Records

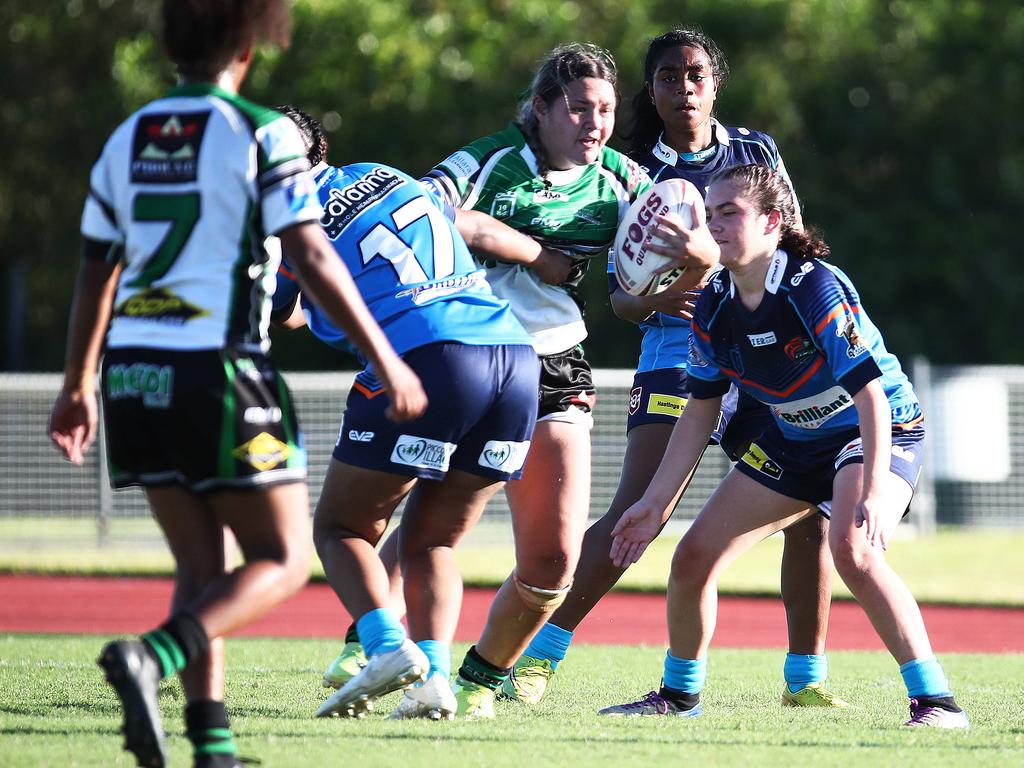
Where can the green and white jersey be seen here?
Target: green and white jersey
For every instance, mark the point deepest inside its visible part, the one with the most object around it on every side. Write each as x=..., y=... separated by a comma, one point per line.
x=185, y=192
x=576, y=211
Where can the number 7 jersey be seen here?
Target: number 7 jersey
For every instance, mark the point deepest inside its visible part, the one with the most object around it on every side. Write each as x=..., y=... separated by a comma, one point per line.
x=185, y=192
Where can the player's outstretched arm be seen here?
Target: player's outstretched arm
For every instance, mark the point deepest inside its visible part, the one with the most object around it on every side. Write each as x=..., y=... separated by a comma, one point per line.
x=326, y=281
x=74, y=416
x=489, y=238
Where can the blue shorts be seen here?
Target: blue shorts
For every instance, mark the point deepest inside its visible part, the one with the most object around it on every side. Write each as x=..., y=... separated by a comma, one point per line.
x=806, y=470
x=658, y=397
x=480, y=416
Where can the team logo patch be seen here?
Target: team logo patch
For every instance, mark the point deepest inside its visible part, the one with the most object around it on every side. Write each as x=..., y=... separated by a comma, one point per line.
x=159, y=304
x=799, y=348
x=422, y=453
x=668, y=404
x=757, y=458
x=636, y=394
x=153, y=384
x=504, y=455
x=165, y=148
x=263, y=452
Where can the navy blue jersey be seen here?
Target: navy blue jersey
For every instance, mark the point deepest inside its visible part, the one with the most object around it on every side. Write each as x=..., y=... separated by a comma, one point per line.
x=666, y=338
x=807, y=348
x=409, y=261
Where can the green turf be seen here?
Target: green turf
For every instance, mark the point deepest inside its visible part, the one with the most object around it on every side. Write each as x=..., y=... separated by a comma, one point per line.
x=956, y=565
x=56, y=711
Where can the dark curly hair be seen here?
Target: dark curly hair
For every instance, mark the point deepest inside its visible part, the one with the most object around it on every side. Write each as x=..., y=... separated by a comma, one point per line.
x=311, y=130
x=646, y=124
x=768, y=190
x=202, y=37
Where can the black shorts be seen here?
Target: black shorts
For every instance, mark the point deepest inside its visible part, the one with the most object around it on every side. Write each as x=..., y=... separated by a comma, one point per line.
x=566, y=388
x=207, y=420
x=658, y=397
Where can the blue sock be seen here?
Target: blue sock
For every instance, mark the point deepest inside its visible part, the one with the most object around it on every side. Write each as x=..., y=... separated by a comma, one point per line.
x=551, y=643
x=686, y=675
x=800, y=671
x=924, y=677
x=380, y=631
x=439, y=654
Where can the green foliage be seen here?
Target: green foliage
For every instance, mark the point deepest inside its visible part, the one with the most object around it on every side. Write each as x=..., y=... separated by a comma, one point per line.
x=54, y=697
x=898, y=122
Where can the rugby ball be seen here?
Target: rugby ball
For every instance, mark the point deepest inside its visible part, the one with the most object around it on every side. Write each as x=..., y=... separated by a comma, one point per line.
x=635, y=264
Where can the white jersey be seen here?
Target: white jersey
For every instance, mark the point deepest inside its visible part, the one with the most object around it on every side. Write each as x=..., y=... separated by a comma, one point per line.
x=185, y=192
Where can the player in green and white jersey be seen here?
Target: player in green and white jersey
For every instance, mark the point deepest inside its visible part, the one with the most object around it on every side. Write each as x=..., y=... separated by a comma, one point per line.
x=180, y=201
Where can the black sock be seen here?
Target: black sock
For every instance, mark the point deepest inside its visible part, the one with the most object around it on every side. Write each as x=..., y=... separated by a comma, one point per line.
x=476, y=669
x=351, y=634
x=943, y=702
x=682, y=699
x=177, y=642
x=207, y=728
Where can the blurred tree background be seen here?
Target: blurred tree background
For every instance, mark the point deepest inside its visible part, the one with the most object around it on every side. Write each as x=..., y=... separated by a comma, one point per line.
x=901, y=123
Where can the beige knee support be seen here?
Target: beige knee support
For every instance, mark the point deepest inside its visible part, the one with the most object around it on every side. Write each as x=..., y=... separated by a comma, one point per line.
x=540, y=599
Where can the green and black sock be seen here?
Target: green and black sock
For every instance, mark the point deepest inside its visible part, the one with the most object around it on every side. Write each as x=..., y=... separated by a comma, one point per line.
x=476, y=669
x=207, y=728
x=177, y=642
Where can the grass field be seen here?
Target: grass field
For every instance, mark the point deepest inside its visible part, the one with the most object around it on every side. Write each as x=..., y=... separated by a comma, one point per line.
x=956, y=565
x=56, y=711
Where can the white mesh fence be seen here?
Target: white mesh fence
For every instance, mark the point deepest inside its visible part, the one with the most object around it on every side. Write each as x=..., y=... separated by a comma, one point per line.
x=975, y=471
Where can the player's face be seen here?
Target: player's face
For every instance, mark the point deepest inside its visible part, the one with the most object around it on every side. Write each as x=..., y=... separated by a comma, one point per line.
x=683, y=88
x=574, y=129
x=743, y=233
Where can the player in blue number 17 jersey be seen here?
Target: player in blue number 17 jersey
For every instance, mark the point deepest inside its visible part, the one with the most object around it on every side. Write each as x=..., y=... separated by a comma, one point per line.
x=790, y=331
x=480, y=374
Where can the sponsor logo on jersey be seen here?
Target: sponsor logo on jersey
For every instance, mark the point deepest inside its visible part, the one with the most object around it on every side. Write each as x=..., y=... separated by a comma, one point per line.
x=762, y=340
x=799, y=348
x=668, y=404
x=757, y=458
x=263, y=452
x=504, y=455
x=462, y=163
x=422, y=453
x=159, y=304
x=345, y=203
x=503, y=206
x=165, y=148
x=811, y=413
x=806, y=267
x=848, y=330
x=636, y=394
x=153, y=384
x=257, y=415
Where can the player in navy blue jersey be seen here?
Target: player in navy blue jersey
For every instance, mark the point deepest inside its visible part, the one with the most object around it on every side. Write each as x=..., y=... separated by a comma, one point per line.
x=788, y=330
x=675, y=135
x=480, y=374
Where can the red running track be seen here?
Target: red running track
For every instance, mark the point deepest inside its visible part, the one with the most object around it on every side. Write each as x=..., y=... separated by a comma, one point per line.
x=72, y=604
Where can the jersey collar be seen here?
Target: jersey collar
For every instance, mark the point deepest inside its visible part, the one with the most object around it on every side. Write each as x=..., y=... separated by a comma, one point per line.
x=670, y=157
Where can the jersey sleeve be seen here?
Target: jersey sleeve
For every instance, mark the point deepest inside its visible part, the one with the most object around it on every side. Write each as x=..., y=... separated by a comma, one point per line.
x=830, y=310
x=288, y=192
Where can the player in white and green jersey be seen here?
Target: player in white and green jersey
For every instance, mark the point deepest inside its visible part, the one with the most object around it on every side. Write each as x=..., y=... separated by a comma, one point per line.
x=180, y=202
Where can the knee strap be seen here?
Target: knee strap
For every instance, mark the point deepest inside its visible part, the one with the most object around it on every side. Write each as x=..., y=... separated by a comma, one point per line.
x=539, y=598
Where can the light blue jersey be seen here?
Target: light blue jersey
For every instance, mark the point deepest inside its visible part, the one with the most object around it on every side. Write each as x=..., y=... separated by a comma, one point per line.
x=409, y=261
x=804, y=352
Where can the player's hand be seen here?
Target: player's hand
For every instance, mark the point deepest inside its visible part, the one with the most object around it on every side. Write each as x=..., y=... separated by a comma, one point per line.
x=552, y=266
x=693, y=248
x=73, y=423
x=635, y=529
x=406, y=391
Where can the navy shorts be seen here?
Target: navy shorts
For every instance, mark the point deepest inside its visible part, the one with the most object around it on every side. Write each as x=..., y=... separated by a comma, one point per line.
x=207, y=420
x=480, y=416
x=659, y=396
x=806, y=470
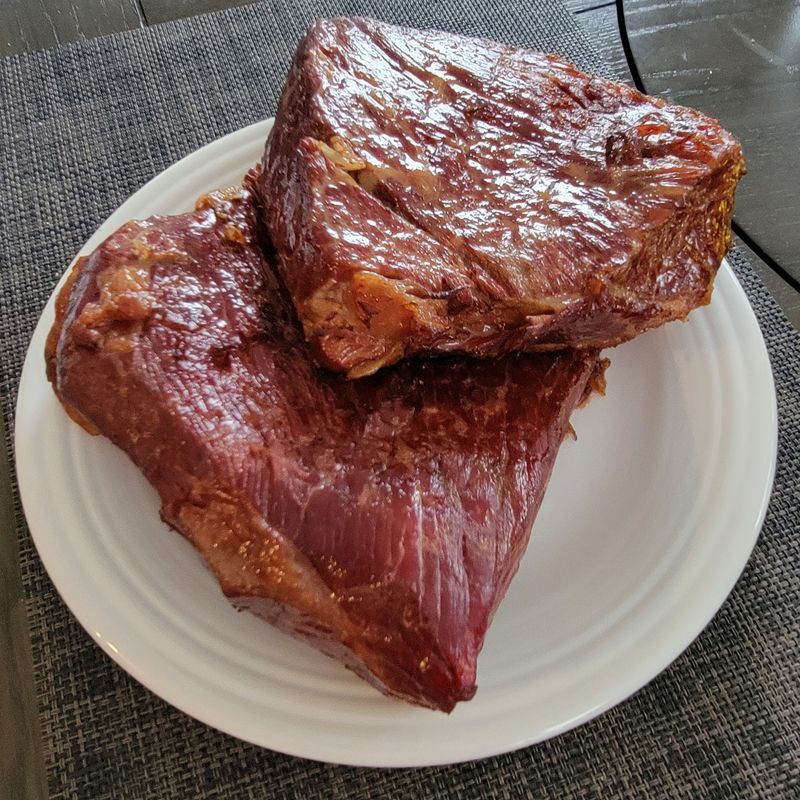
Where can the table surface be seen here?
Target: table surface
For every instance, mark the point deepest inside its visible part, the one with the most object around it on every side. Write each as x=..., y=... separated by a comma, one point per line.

EXERCISE BRIEF: Write out every line of the records above word for word, leaving out the pictures.

THE OUTPUT:
Where can the green and white jersey be seen here?
Target: green and white jersey
For every instance, mark the point deepest inside its visible part, the one with the most object around it on every side. Write each as x=..., y=... separated by a comma, one point per line.
x=185, y=192
x=576, y=211
Where can the number 7 jersey be seen here?
Target: number 7 jersey
For every instance, mark the point deepest inside its visible part, the one with the most object around it on every side. Write each as x=..., y=... separated by a comma, one point per line.
x=185, y=192
Where can the player's outstretched arm be seen here?
Target: player's outstretched arm
For every instance, mark the point deepest inside its visible part, the one with the most object around it on every side. Write each as x=..., y=... separated by a comma, one point per line.
x=326, y=281
x=74, y=416
x=489, y=238
Where can the blue shorts be seen here?
Target: blue shorts
For every instance, mark the point deepest inside its visible part, the one with the most object around it on every side. Write each as x=..., y=... separated by a comma, one point per line.
x=806, y=470
x=658, y=397
x=480, y=416
Where can the team logo patch be seen here?
Target: team logo patch
For every instance, mark the point deepest inside its visible part, the one with the most object around it on every side. Write each as x=..., y=... separated by a comma, one point per line.
x=159, y=304
x=799, y=348
x=422, y=453
x=668, y=404
x=757, y=458
x=636, y=394
x=153, y=384
x=504, y=455
x=165, y=148
x=263, y=452
Where can the navy blue jersey be seen here?
Target: navy blue jersey
For every instance, mark the point deepest inside its visible part, the one with the most object around it on every side. Write each as x=..., y=... separated by a comma, one point per line.
x=666, y=338
x=807, y=348
x=409, y=261
Where can the green turf be seen here?
Target: green turf
For every instance, mark the point deepest inside its visible part, the one with the most object around it on every side. Write each as x=..., y=... separated by a comma, one point per line.
x=956, y=565
x=56, y=711
Where can the dark curly hair be seen here?
Target: dark curly hair
For every instance, mark the point deepest inside its visible part, the one with the most object around it on every side. Write each as x=..., y=... separated by a comma, one point per line.
x=311, y=130
x=646, y=124
x=768, y=190
x=202, y=37
Where can the black shorts be seen here?
Target: black shorts
For every instance, mark the point deepest inside its visible part, the one with the most object around it on every side. Write each as x=..., y=... separated by a comma, one point per line.
x=566, y=388
x=207, y=420
x=658, y=397
Where can the blue sock be seen here?
Target: blue sock
For every instance, mark the point deepest inside its visible part, the one with the most object around it on every side. Write each as x=..., y=... separated by a comma, one point per line.
x=551, y=643
x=686, y=675
x=800, y=671
x=924, y=677
x=380, y=631
x=439, y=654
Where can the green foliage be seen here?
Target: green foliage
For every instance, mark the point deepest inside its visible part, the one with the most object around it on every side. Write each as x=..., y=... separated by a comma, one point per line.
x=54, y=697
x=898, y=122
Where can the rugby ball be seen here?
Target: rugby ball
For every instance, mark the point deepest inside its visible part, the one with the most object around it on every side. Write each as x=..., y=... separated by a comma, one point per line.
x=635, y=264
Where can the white jersey be seen here?
Target: white jersey
For every instance, mark the point deepest inside its visible part, the one with the most object around it on every side. Write each as x=..., y=... separated by a comma, one point per line.
x=185, y=192
Where can the player in green and white jersey be seen here?
Target: player in green and white jersey
For every instance, mark the point deepest inside its visible part, the one with the most object around it on every side. Write each as x=..., y=... separated by a comma, one point per line.
x=180, y=201
Where can the black sock be seen here?
Target: black sock
For every instance, mark the point deepest inside its visible part, the one with the most object around it on every side. Write each as x=..., y=... separated by a comma, one point per line.
x=476, y=669
x=351, y=634
x=943, y=702
x=682, y=699
x=177, y=642
x=207, y=728
Where can the blurred tree background be seen here?
Target: blurred tree background
For every instance, mark the point deepest inside its visible part, the one with the most object around it on every side. Write each as x=..., y=... separated by a comma, one point per line.
x=901, y=123
Where can the beige knee support be seen here?
Target: beige knee support
For every instance, mark the point deepest inside its visible part, the one with the most object around it on every side. Write each as x=..., y=... separated by a comma, one point per line.
x=540, y=599
Where can the green and black sock be seen here?
Target: green and black sock
For every instance, mark the point deepest inside its visible part, the one with the most object around it on every side. Write each as x=..., y=... separated by a comma, one point per line.
x=476, y=669
x=207, y=728
x=177, y=642
Where can the grass field be seen here?
Target: grass field
For every instance, mark the point deepest inside its visible part, the one with the most object around it on every side. Write each as x=..., y=... separated by a comma, one point per line.
x=956, y=565
x=56, y=711
Where can the white mesh fence be seen here?
Target: white mesh fence
For every instance, mark the point deepest inside its visible part, the one with the most object around it on every side. Write each as x=..., y=... separated by a comma, one point per line.
x=975, y=471
Where can the player's face be seen here?
Target: player's face
For every instance, mark the point deepest inside its visible part, the one with the most object around it on every side. Write each as x=..., y=... separated by a comma, one point per line.
x=683, y=88
x=574, y=129
x=743, y=233
Where can the player in blue number 17 jersey be seen here?
Target: player in blue number 17 jersey
For every instance, mark the point deepest inside its visible part, the one with the most object around it on every side. Write each as x=..., y=... separated by a comma, one point per line.
x=790, y=331
x=480, y=374
Where can the sponsor logo on jersey be seen here?
Target: sponsor logo on jersey
For every instance, mark the point deepest inside its visible part, the one with the most object around it on every side. Write each as x=..., y=... separated by a comma, one point per line.
x=762, y=340
x=799, y=348
x=668, y=404
x=757, y=458
x=263, y=452
x=504, y=455
x=462, y=163
x=422, y=453
x=159, y=304
x=345, y=203
x=503, y=206
x=165, y=148
x=811, y=413
x=806, y=267
x=848, y=330
x=636, y=394
x=153, y=384
x=257, y=415
Where can the player in navy blue jersey be seen here?
Target: player in navy blue jersey
For every instance, mark the point deepest inside its visible part, the one with the most object around it on every side. Write each as x=..., y=... separated by a comma, one point per line.
x=788, y=330
x=675, y=135
x=480, y=374
Where can the red running track be seen here?
Target: red running track
For every instance, mark the point deepest inside its visible part, the one with the most object around it on every side. Write each as x=..., y=... separated by a comma, one point per line.
x=72, y=604
Where can the jersey collar be seen here?
Target: jersey collar
For every instance, mark the point deepest inside its visible part, the one with the most object around it on every side. Write each as x=..., y=... separated by a comma, one point per line.
x=670, y=157
Where can the jersey sleeve be seen here?
Target: jersey sleeve
For every instance, mark the point deepest inside its visible part, the one with the most object around it on every side. Write each as x=..., y=... separated by a comma, one point per line.
x=830, y=310
x=288, y=192
Where can the player in white and green jersey be seen here?
Target: player in white and green jersey
For every instance, mark the point deepest inside its visible part, the one with the most object around it on every side. Write each as x=..., y=... separated by a comma, one point per line.
x=180, y=202
Where can the knee strap be seen here?
Target: knee strap
For every instance, mark the point deepest inside its visible part, the one with the most object around it on every side. Write each as x=..., y=... separated by a comma, one point per line.
x=539, y=598
Where can the light blue jersey be seen here?
Target: light blue jersey
For every instance, mark the point deepest inside its visible part, the one with the most object around it on every side. Write each as x=..., y=... separated by a comma, one point per line.
x=409, y=261
x=804, y=352
Where can the player's hand be seen here?
Target: player's hand
For every instance, mark the point deepest inside its visible part, the one with the most object around it on every side. Write each as x=..., y=... separated by a comma, one point per line.
x=552, y=266
x=693, y=248
x=73, y=423
x=635, y=529
x=406, y=391
Where can the navy shorts be seen here?
Target: navy shorts
For every instance, mark the point deepest inside its visible part, the one with the most object around it on every side. Write each as x=..., y=... separated by a comma, one point per line.
x=207, y=420
x=480, y=416
x=659, y=396
x=806, y=470
Where can the table surface be seen here?
Target: table surface
For every instance, mark the point deepest inside its visible part, the one with the most object around it on every side. Write each as x=..., y=... separated by a comma, one point per line.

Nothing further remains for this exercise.